SELECTED EXTRACT

══════════════════════════════

You've finally decided, and you're probably excited: It's time for your retail operation to grow—to move to a larger site or open another branch. But before you do, you need to understand the single aspect of your new spot that can make it or break it. This feature affects how many cars go by your store in a day. It influences how many new shoppers come inside. How much money you have each month to pay staff and invest in new products. How you can advertise your store. How comfortable your shoppers will feel in your aisles.
This single critical issue that affects every new store? Location. Finding the right piece of retail space and getting it for the best possible deal can mean the difference between the road to making bank and the road to bankruptcy. Though emotions often run high during the "shop shopping" process, it's important to take time to analyze your store's needs, observe the real estate market, and get outside advice before you sign a lease that can affect your store's performance for years to come.
Bennett Bertoli, vice president of Boulder, Colo.-based Sunflower Farmers Markets, has overseen the opening of several new stores. He suggests that, before anything else, a store owner should do a thorough break-even analysis, plugging in labor and all other costs in comparison to expected sales to see at what point a store will break even. "And be realistic," Bertoli says. "Don't say you'll do $40,000 [in business] a week when you'll do $15,000."
Once you've determined your break-even point, you can decide on a price range for your new property and create a "shopping list" of qualities your new location must have, including size. Because each property is unique, prioritizing your needs and desires will help you soberly evaluate a site. Knowing your customers' demographics and shopping needs is imperative for deciding priorities. At this point, Bertoli says, a commercial real estate agent can help you find properties that fit your needs, even properties that aren't yet on the market. He or she can also help by filling you in on important demographic details about the area you're considering.
Jay Jacobowitz, president of Retail Insights, a Brattleboro, Vt.-based consulting firm for the naturals industry, says to look for favorable adjacent retail partners and lots of windows to bring in natural light. He also recommends driving by the site to test whether the store will be easy to see from the street, convenient to go in and out of, and located in a part of town customers will feel comfortable visiting. Make sure you are really getting a "vanilla box," he says, meaning a bare, blank, empty, ready-for-fit-up space that will not cost you money to deconstruct. Likewise, Bertoli advises retailers to investigate zoning rules to make sure they know what kind of exterior signage will be allowed.
Parking space, a seemingly trivial factor, plays a strong role in determining store-traffic volume. Jeff Hills opened a supplements store called Healthy Appetites in downtown Plymouth, Mass., in 1996, but soon realized the lack of available parking downtown was stunting his store's growth. Customers would circle the block a few times looking for parking, then get frustrated and drive to another store farther away. Hills moved his store to a spot with more parking in 1999 and soon saw a significant jump in business. "We learned that you can't take care of your customers until you've taken care of their cars," Hills says.

══════════════════════════════

DATASET CONTENT

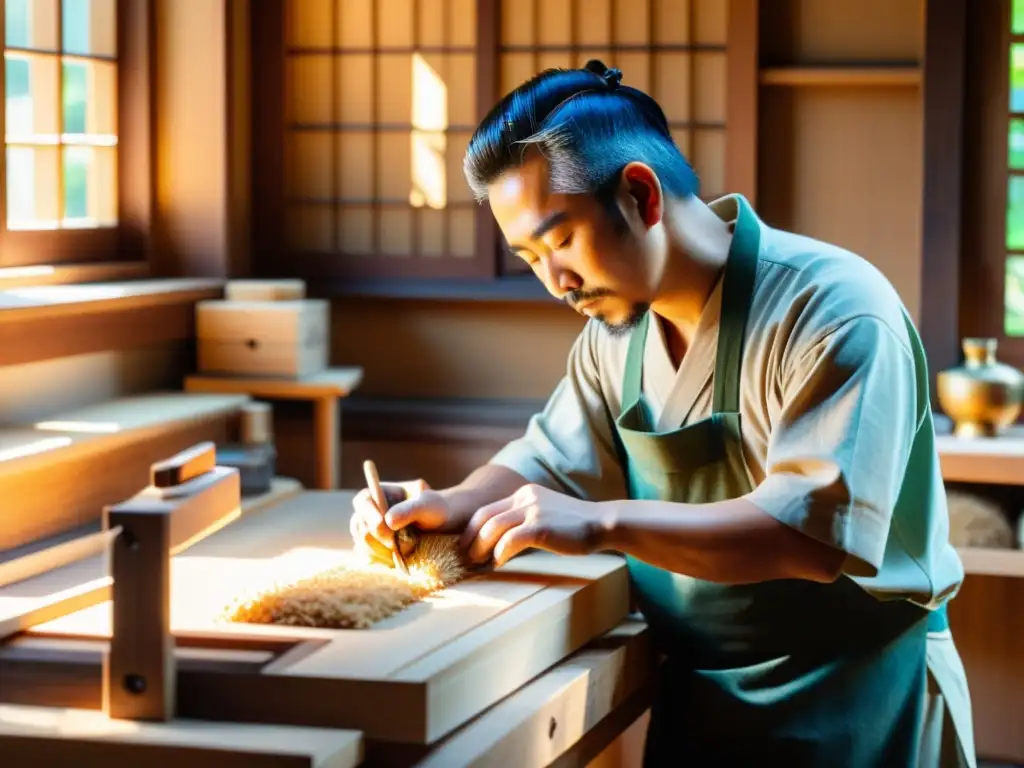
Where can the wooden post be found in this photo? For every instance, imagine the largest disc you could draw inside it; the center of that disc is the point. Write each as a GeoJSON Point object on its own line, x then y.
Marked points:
{"type": "Point", "coordinates": [139, 675]}
{"type": "Point", "coordinates": [138, 670]}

══════════════════════════════

LIST OF TASKS
**1.** Answer these questions about the article on choosing a retail location:
(a) What kind of analysis does Bertoli say a store owner should do before anything else?
(b) According to Jacobowitz, what does a "vanilla box" mean?
(c) In what year did Hills move Healthy Appetites to a spot with more parking?
**2.** Carry on the article on choosing a retail location, starting after its final sentence.
The listing above comes from a source separate from the article on choosing a retail location.

ANSWERS PROVIDED
**1.**
(a) A thorough break-even analysis.
(b) A bare, blank, empty, ready-for-fit-up space that will not cost money to deconstruct.
(c) 1999.

**2.**
Once you've found a possible site, a market analysis of the surrounding area will help determine the possibility of the new store's success—and possibly save you from investing in a flop. "People really like to shoot from the hip here," Jocobowitz says. He insists it's key to analyze the market and real estate opportunities closely to see if the cost of occupancy in that particular location will fall within a tolerable range of percentage of your sales, which he suggests is 4 percent to 6 percent for new projects. For an evolutionary expansion of an existing store (moving to a new location up to twice the size of the old one), Jacobowitz says retailers can usually count on about an 18 percent to 20 percent sales increase, which should be added into the calculation.
If the numbers work and it's finally nego?tiation time, a real estate broker or attorney with real estate experience can be helpful in combing through the lease agreement. In addition, here are a few factors, according to Jacobowitz, to watch out for in a lease before you add your John Hancock:
- Ask for the right of first refusal on adjacent spaces.
- Check that there are covenants against overlapping product lines from adjacent retailers.
- Verify that there are set rates for any option periods so the landlord cannot surprise you with a rent hike.
Another crucial step: Make sure to review the termination rights and default sections of the lease before you sign, Bertoli says.
If you are relocating a store, the status of store fixtures becomes an issue, too. Jacobowitz suggests creating a timeline for moving, and calculating whether it's more expensive for you to close down the old store early so you can move the fixtures, or to fit the new location with all-new fixtures. Planning for these details ahead of time can help avoid headaches later.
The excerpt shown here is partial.